** Begin **

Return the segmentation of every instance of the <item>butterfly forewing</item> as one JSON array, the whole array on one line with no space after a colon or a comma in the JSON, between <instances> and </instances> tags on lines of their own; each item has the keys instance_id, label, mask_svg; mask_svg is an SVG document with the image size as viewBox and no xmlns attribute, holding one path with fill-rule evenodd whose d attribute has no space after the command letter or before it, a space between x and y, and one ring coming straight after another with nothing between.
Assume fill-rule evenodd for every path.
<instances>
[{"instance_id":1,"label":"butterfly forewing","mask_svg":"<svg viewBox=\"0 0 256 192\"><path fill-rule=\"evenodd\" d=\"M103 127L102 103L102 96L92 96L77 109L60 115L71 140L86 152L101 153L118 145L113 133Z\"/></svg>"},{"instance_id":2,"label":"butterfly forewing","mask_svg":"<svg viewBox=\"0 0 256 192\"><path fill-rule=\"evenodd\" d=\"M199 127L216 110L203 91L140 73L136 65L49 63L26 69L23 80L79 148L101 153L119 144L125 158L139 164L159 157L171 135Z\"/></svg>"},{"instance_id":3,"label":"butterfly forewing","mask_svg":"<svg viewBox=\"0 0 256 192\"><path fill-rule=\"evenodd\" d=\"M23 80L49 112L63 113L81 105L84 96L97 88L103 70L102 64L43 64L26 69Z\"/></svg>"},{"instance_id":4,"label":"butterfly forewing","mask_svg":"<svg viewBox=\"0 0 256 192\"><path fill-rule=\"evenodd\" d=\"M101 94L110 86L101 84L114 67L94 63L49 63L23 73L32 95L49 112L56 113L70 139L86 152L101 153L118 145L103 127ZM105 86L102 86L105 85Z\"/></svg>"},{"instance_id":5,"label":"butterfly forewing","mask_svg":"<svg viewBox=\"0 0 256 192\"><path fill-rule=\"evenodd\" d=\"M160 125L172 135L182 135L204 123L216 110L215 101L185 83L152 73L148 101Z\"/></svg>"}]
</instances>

** End **

Stated exercise: Copy out each line of the data above that contains the string "every". The match is case-sensitive.

Output below:
Return the segmentation of every instance of the <item>butterfly forewing</item> as one JSON array, the whole array on one line with no space after a colon or a comma in the JSON, between <instances> and </instances> tags on lines of their own; each item has the keys instance_id, label, mask_svg; mask_svg is an SVG document with the image size as viewBox and no xmlns attribute, holding one path with fill-rule evenodd whose d attribute has no space after the command letter or before it, a space between x and y, and one ring coming straight after another with nothing between.
Assume fill-rule evenodd for every path.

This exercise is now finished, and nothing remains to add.